Print the entries below in their entirety, exactly as they are written.
[Opening Input for this task section]
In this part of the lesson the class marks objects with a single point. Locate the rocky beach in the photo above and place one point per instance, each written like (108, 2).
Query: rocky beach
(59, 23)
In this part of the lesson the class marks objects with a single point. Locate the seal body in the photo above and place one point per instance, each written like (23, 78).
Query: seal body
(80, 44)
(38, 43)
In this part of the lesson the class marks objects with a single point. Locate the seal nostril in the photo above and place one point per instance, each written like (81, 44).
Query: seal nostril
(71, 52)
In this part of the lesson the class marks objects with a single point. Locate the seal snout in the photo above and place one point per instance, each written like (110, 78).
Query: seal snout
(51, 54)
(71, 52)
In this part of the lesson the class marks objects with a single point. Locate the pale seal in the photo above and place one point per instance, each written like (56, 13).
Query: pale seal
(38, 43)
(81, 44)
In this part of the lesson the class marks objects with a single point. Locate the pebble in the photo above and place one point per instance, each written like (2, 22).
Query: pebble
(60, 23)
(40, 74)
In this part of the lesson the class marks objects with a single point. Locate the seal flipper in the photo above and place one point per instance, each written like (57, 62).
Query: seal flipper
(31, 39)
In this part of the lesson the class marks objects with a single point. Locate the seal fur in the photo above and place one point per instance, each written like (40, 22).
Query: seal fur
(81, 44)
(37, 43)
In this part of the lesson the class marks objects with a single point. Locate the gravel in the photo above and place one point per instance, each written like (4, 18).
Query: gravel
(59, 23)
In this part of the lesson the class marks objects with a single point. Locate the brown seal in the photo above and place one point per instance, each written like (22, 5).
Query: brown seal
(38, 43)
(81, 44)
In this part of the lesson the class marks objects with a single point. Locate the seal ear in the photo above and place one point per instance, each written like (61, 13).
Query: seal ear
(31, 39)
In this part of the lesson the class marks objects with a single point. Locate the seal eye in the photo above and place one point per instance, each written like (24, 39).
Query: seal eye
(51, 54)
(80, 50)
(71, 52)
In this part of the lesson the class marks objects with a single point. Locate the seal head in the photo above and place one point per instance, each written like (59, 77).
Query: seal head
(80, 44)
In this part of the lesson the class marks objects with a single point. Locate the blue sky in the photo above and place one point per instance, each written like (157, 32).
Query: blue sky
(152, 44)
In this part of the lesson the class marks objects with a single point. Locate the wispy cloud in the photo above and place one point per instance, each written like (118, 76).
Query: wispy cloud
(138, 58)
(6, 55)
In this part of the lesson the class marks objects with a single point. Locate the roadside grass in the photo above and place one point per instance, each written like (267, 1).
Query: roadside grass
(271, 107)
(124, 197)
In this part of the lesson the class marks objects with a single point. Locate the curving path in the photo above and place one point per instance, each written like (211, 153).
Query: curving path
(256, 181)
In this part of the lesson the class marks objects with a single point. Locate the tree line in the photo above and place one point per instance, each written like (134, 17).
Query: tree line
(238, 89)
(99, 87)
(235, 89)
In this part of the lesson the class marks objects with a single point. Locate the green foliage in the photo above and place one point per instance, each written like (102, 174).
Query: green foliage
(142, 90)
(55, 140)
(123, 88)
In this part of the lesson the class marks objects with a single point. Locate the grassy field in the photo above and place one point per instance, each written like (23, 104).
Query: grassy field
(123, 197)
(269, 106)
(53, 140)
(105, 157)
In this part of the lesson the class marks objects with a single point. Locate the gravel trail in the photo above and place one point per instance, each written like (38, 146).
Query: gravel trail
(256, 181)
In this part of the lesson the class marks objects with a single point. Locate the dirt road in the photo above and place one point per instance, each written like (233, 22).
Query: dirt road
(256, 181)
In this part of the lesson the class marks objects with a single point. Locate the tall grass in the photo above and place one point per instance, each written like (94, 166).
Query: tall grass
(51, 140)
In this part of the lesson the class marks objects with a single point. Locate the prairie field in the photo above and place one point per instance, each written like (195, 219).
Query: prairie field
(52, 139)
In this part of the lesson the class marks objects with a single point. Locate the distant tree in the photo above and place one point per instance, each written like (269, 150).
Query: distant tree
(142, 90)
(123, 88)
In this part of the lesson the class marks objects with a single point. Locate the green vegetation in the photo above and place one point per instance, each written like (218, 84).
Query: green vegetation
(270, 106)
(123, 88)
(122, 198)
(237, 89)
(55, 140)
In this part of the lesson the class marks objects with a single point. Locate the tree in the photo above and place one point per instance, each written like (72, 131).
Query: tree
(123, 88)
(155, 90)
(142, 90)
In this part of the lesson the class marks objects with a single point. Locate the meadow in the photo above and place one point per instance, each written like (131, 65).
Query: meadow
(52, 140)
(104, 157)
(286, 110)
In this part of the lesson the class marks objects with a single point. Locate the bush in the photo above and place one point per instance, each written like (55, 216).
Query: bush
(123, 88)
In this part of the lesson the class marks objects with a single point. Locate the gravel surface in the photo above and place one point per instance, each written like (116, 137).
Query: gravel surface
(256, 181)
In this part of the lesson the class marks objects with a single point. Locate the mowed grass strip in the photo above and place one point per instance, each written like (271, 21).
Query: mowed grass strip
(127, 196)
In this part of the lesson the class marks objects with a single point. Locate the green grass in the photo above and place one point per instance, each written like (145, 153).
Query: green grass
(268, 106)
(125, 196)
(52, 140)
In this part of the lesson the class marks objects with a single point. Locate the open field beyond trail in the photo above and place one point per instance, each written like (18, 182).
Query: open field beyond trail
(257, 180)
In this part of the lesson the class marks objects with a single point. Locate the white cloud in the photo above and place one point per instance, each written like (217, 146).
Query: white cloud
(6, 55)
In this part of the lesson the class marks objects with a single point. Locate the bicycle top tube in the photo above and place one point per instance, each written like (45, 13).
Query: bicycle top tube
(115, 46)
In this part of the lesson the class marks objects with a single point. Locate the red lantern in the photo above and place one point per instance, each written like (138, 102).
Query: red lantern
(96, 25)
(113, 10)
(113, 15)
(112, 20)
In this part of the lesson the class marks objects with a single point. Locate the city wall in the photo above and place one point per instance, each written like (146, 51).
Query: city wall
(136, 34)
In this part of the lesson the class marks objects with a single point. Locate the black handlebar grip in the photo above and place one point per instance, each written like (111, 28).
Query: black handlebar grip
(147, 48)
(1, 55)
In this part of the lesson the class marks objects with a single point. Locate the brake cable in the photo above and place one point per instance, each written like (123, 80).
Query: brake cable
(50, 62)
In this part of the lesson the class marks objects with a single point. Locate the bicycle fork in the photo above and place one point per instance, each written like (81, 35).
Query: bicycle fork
[Closing Input for this task section]
● Your solution:
In this part of the lesson the class marks objects with a single point. Locate the rocky beach in the photo above and place one point per instance, each written like (108, 2).
Query: rocky beach
(59, 23)
In this part of the lesson the class marks objects with a single point. Locate the seal body in the photo above and place one point per instance, each written like (23, 78).
Query: seal body
(80, 44)
(38, 43)
In this part of the lesson the class marks objects with a single point. Locate the seal nostril in the photo above and place one point per instance, each written like (81, 44).
Query: seal nostril
(71, 52)
In this part of the lesson the class marks objects with a single point. Locate the seal snout in the photo above and place one point per instance, each written like (110, 78).
Query: seal snout
(51, 54)
(71, 52)
In this part of the lesson the class marks objects with a single point. Locate the pale seal in the photo above and place one point per instance, each written like (56, 13).
Query: pale seal
(38, 43)
(81, 44)
In this part of the lesson the class marks objects with a single point. Locate the pebble in the photo above and place one point per instance, each written like (2, 22).
Query: pebble
(60, 23)
(40, 74)
In this part of the lesson the class marks objects with a single point. Locate the seal flipper in the photo above and place one point per instance, each written like (57, 62).
Query: seal flipper
(31, 39)
In this part of the lesson the class marks objects with a single point. Locate the seal fur in the photo above and place one point per instance, each written like (40, 22).
Query: seal fur
(81, 44)
(37, 43)
In this part of the lesson the class marks objects with a single point. Locate the gravel in the photo above and place one point per instance, each written like (4, 18).
Query: gravel
(59, 23)
In this part of the lesson the class marks objects with a single point. Locate the brown seal in the photo above and place one point per instance, each written like (22, 5).
Query: brown seal
(38, 43)
(81, 44)
In this part of the lesson the class marks objects with a single point. Locate the seal ear in the photo above and place one point per instance, each written like (61, 13).
Query: seal ear
(31, 39)
In this part of the lesson the class marks objects with a single point. Locate the seal eye in the photo above and place one point per instance, each written like (24, 39).
Query: seal eye
(51, 54)
(80, 50)
(71, 52)
In this part of the lesson the class marks objects with a single point. Locate the seal head in the photo above and place one point per instance, each written like (59, 77).
Query: seal head
(80, 44)
In this part of the lesson the class marks objects with a single point. Locate the blue sky in the photo above and place one point per instance, each written like (157, 32).
Query: blue sky
(152, 44)
In this part of the lesson the class marks objects with a single point. Locate the wispy cloud in the photo above and place one point per instance, each written like (118, 76).
Query: wispy cloud
(138, 58)
(6, 55)
In this part of the lesson the class marks objects with a single point. Locate the roadside grass in the photo above and place one point per instance, each written like (267, 1).
Query: roadside grass
(271, 107)
(124, 197)
In this part of the lesson the class marks objects with a single point. Locate the curving path in the photo above and place one point per instance, each written like (211, 153).
Query: curving path
(256, 181)
In this part of the lesson the class marks objects with a single point. Locate the tree line in the photo above and place one point per instance, each written like (134, 17).
Query: tree line
(238, 89)
(99, 87)
(235, 89)
In this part of the lesson the class marks objects with a single point. Locate the green foliage in the photo above and place one point per instance, each written like (102, 174).
Query: green foliage
(142, 90)
(55, 140)
(123, 88)
In this part of the lesson the class marks objects with a single point. Locate the grassy field in the photo above and place one point per instance, each written like (23, 104).
Query: grassy field
(123, 197)
(269, 106)
(53, 140)
(105, 157)
In this part of the lesson the class marks objects with a single point. Locate the gravel trail in the photo above and place one point per instance, each written like (38, 146).
Query: gravel trail
(256, 181)
In this part of the lesson the class marks objects with a single point. Locate the dirt road in the photo above and place one point per instance, each written like (233, 22).
Query: dirt road
(256, 181)
In this part of the lesson the class marks objects with a single point. Locate the tall grass in the photo above and place one point per instance, each written like (94, 166).
Query: tall grass
(51, 140)
In this part of the lesson the class marks objects with a single point. Locate the prairie field in the photo above and place one point per instance, each written like (195, 219).
Query: prairie field
(52, 139)
In this part of the lesson the class marks objects with a single point. Locate the distant tree in the photo above and place one point per instance, each written like (269, 150).
Query: distant tree
(142, 90)
(123, 88)
In this part of the lesson the class marks objects with a single point. Locate the green vegetation in the photo above and place one point per instance, each written like (218, 84).
Query: green vegetation
(270, 106)
(123, 88)
(122, 198)
(237, 89)
(55, 140)
In this part of the lesson the class marks objects with a single point. Locate the tree in the photo above and place one point per instance, each written like (72, 131).
Query: tree
(123, 88)
(155, 90)
(142, 90)
In this part of the lesson the class marks objects with a single point. Locate the meadow in the photo above and place one point per instance, each written like (131, 65).
Query: meadow
(52, 140)
(104, 157)
(286, 110)
In this part of the lesson the class marks objects with a single point. Locate the bush in the photo above and place one point per instance, each written like (55, 216).
Query: bush
(123, 88)
In this part of the lesson the class marks objects with a single point. Locate the gravel surface in the photo above and place one point per instance, each written like (116, 137).
Query: gravel surface
(256, 181)
In this part of the lesson the class marks objects with a single point. Locate the mowed grass strip in the photo above and place one point per instance, each written like (271, 21).
Query: mowed grass strip
(127, 196)
In this part of the lesson the class marks objects with a single point. Locate the green grass in the photo above and place one point per instance, each written like (145, 153).
Query: green grass
(268, 106)
(125, 196)
(52, 140)
In this part of the lesson the class marks objects with a single point. Locate the open field beyond trail in the photo above and place one point per instance, each written like (18, 182).
Query: open field beyond trail
(257, 180)
In this part of the lesson the class marks objects with a single point. Locate the white cloud in the photo above and place one point per instance, each written like (217, 146).
Query: white cloud
(6, 55)
In this part of the lesson the class marks objects with a single point. Locate the bicycle top tube in the photo above and place one point per instance, each written like (45, 13).
Query: bicycle top tube
(115, 46)
In this part of the lesson the class marks objects with a single point. Locate the red lantern in the photo above and place one point per instance, each written like (138, 102).
Query: red lantern
(96, 25)
(113, 10)
(113, 15)
(112, 20)
In this part of the lesson the class marks objects with a single point. Locate the city wall in the photo above and place one point per instance, each written like (146, 51).
Query: city wall
(136, 34)
In this part of the lesson the class marks objects with a single point. Locate the black handlebar grip in the photo above and place one point per instance, each written like (111, 28).
Query: black handlebar grip
(147, 48)
(1, 55)
In this part of the lesson the class marks objects with a single point. Locate the brake cable in the photo above and place one point per instance, each written like (123, 80).
Query: brake cable
(50, 62)
In this part of the lesson the class marks objects with a single point. Locate the bicycle fork in the photo above and place one point per instance, each written like (81, 35).
Query: bicycle fork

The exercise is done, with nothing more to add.